::: Study material
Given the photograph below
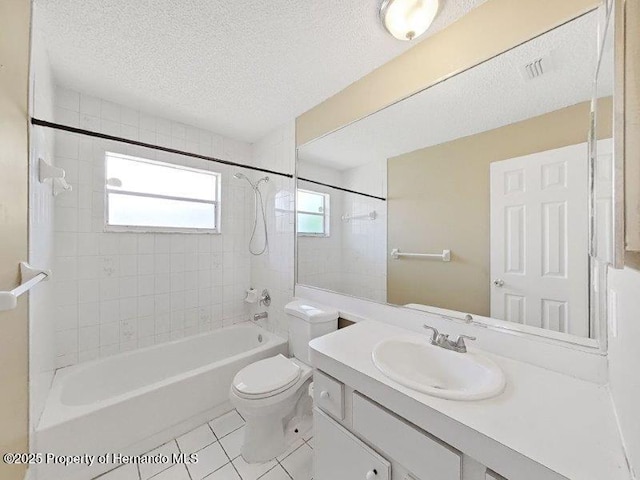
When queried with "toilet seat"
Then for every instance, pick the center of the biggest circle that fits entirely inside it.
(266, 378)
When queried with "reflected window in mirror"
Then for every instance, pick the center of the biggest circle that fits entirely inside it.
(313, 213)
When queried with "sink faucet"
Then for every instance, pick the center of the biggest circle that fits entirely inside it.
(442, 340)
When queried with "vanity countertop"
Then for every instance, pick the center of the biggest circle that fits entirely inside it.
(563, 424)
::::::
::: Study material
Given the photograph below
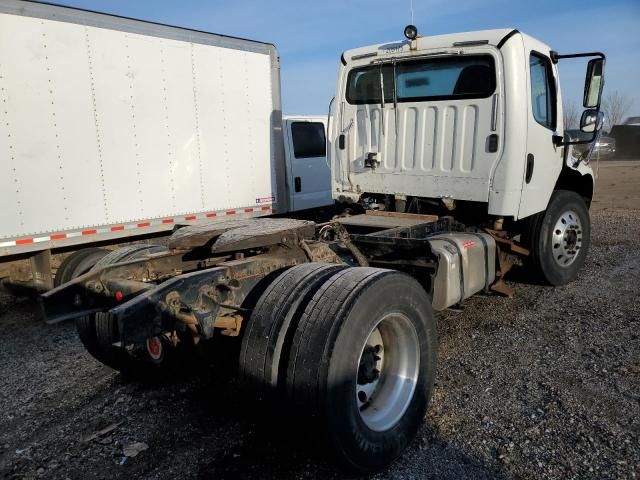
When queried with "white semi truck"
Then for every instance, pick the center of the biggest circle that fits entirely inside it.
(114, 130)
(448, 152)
::::::
Wherever the string "When" appears in a line of the records, copy that line.

Answer to the problem:
When queried with "toilet seat"
When queried with "reflected window in mirror"
When queried with "sink faucet"
When queried with "vanity countertop"
When queried with "white semi truck"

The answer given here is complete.